Problem description: Copy out the lines beginning with the one that contains "every instance, outline each" and ending with the last line below, exactly as they stand. Pictures are not copied.

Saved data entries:
┌────────

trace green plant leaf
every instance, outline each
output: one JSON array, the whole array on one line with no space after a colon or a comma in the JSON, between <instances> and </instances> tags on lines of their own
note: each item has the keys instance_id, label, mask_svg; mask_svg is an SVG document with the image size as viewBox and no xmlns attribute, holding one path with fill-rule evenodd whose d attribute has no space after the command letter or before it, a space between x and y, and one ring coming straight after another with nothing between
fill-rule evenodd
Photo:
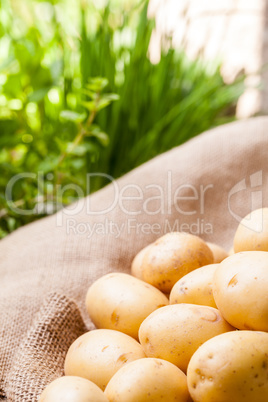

└────────

Solution for this exercise:
every instance, outline each
output: one JSON array, the whole array on one line with no space after a colon or a comma in the JSON, between <instances> and </instances> tags on lines of their own
note: each item has the keys instance_id, label, mask_svg; mask_svg is an SVG document with the image size as viewBox and no xmlns attribute, holding one path with fill-rule evenodd whose d attribute has no space after the command letter or before it, a space between x and y, and one ring coming straight after another with nothing between
fill-rule evenodd
Photo:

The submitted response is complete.